%%

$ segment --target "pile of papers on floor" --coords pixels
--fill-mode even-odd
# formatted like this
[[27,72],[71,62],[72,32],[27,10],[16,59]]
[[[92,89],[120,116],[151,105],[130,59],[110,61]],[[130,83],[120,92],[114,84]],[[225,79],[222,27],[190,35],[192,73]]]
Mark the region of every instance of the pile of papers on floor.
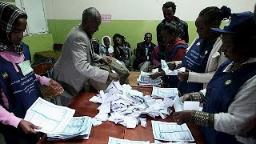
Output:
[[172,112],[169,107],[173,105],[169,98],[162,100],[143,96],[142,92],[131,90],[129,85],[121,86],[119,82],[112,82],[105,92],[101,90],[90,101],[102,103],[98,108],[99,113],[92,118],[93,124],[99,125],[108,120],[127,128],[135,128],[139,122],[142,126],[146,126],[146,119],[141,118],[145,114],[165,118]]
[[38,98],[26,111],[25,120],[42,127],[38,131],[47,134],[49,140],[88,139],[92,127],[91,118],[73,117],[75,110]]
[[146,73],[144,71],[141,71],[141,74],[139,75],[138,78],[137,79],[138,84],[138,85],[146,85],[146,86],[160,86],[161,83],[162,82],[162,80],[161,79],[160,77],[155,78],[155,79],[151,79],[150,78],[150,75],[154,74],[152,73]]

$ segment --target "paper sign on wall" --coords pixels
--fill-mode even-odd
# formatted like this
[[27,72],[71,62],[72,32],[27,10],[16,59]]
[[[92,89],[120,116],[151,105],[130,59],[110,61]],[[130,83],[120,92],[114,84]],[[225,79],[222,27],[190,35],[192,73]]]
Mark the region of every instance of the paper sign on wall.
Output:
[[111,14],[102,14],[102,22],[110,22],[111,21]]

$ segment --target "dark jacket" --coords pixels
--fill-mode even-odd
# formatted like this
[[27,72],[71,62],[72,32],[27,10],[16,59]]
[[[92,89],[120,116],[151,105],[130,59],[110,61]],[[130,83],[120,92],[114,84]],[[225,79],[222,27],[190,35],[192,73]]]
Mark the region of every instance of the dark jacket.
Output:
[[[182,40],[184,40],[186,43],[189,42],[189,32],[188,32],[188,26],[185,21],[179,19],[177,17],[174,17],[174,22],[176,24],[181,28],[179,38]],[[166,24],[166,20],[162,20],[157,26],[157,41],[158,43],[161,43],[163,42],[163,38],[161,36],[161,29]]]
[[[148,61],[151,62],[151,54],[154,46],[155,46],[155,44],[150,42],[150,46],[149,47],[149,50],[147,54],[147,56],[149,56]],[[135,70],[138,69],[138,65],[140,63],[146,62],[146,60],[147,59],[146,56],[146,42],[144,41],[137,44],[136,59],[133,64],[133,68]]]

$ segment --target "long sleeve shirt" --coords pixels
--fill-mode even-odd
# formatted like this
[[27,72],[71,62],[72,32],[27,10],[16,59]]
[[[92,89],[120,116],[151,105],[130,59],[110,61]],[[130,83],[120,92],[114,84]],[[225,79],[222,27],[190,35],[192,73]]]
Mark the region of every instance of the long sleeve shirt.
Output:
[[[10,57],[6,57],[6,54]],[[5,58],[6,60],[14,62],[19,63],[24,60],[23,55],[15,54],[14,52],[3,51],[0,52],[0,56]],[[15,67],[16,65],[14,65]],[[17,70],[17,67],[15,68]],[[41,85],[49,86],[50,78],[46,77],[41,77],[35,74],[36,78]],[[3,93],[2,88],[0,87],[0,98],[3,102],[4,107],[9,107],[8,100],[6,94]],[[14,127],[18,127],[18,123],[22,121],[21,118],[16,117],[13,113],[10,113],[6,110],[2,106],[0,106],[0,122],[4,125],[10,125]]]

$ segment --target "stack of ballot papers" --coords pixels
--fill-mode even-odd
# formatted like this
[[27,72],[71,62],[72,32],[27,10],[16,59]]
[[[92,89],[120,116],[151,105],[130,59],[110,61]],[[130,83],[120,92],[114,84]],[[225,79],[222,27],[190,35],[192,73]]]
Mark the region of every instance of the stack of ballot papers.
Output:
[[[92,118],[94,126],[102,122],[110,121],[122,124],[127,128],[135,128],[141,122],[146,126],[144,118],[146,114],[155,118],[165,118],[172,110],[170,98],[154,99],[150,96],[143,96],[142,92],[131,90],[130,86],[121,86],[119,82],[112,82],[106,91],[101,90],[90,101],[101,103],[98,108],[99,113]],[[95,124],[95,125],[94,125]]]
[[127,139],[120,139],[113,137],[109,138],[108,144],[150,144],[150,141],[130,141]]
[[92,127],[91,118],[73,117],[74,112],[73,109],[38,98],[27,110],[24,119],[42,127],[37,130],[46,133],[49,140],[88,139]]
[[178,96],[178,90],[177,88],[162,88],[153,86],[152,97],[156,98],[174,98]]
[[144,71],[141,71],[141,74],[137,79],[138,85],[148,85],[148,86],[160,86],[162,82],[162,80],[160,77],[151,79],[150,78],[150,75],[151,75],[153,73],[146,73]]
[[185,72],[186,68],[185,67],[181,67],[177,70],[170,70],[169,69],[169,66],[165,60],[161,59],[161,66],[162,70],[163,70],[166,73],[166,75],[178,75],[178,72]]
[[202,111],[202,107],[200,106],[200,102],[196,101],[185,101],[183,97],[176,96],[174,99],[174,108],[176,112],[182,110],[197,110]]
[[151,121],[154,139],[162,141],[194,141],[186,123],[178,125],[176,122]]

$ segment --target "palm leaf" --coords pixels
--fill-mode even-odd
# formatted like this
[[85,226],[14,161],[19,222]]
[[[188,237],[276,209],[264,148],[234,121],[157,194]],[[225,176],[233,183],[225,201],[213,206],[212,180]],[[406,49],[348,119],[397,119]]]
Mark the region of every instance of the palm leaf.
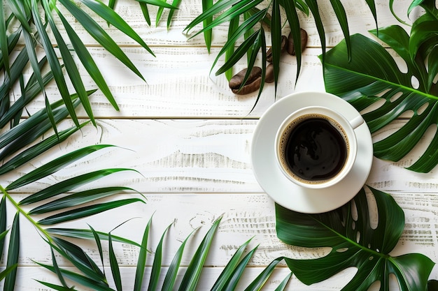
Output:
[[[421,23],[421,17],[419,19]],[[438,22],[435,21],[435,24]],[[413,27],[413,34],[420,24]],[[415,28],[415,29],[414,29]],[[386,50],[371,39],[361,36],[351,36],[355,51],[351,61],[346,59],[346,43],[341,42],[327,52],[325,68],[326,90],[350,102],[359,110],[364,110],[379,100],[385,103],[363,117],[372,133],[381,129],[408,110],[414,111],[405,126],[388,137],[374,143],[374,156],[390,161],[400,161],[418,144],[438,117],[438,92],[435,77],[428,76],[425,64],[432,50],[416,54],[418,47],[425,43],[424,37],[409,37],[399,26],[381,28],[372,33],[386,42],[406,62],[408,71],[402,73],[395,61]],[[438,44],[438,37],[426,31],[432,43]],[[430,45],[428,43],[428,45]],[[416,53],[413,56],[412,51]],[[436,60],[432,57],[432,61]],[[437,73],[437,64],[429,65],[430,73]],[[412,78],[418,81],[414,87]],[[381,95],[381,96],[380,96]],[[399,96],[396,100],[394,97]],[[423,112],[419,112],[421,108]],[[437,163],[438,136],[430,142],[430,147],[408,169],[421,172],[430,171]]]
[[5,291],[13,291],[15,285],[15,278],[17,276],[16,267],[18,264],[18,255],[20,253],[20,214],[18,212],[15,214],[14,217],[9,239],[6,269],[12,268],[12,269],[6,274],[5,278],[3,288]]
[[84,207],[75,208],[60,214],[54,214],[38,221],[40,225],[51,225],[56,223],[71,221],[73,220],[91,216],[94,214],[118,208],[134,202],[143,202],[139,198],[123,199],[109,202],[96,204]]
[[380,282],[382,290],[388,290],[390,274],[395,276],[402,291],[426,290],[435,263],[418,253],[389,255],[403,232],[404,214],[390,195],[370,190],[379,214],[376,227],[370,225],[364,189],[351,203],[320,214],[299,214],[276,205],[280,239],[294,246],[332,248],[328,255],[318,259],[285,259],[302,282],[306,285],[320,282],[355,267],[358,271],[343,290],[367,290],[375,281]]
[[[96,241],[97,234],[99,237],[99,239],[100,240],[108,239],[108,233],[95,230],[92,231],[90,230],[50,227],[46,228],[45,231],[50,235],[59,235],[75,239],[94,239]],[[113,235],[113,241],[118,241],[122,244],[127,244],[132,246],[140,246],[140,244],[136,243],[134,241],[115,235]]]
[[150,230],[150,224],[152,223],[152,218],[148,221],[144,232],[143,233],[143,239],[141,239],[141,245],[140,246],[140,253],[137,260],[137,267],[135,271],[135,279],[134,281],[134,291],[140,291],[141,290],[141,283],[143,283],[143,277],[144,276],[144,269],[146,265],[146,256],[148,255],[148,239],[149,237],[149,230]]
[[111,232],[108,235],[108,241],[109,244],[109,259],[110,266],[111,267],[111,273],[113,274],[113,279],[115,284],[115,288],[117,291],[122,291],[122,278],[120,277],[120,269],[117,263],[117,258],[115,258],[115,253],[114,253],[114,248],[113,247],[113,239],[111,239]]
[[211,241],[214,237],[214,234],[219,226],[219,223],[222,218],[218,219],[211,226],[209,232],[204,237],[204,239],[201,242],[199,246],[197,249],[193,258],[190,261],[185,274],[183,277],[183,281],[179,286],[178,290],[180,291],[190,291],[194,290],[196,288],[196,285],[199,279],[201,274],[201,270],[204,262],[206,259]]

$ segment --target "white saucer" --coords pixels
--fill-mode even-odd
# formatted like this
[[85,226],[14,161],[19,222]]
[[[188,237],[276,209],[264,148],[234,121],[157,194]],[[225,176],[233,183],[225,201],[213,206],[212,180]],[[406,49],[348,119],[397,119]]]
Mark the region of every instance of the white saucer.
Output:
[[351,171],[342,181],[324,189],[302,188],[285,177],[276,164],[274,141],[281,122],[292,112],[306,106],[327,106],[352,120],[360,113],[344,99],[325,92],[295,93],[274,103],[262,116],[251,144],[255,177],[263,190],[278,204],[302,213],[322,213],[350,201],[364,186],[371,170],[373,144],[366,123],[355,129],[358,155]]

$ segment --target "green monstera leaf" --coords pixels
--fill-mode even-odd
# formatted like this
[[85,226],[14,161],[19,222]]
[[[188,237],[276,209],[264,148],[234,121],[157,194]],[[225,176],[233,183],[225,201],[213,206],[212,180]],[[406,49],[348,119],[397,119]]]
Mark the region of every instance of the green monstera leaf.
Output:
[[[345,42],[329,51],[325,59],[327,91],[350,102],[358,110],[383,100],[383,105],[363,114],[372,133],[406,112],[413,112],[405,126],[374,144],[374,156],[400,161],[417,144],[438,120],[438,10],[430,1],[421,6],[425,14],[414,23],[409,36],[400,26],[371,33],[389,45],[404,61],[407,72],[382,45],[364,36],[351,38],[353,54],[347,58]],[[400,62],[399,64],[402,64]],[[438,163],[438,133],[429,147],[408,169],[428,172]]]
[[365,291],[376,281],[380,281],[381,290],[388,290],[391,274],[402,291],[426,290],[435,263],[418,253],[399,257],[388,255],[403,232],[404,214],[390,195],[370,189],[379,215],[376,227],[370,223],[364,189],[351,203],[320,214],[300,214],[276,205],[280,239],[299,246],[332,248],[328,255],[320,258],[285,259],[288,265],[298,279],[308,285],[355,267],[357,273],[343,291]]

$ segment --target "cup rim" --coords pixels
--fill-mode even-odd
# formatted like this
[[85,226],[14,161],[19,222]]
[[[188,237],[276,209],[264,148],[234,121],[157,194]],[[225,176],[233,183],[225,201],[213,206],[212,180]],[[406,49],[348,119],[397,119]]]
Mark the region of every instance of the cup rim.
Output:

%%

What to do: Find each line in the entries above that includes the string "shirt", and copy those lines.

Output for this task:
$ segment --target "long sleeve shirt" --coords pixels
Mark the region of every instance of the long sleeve shirt.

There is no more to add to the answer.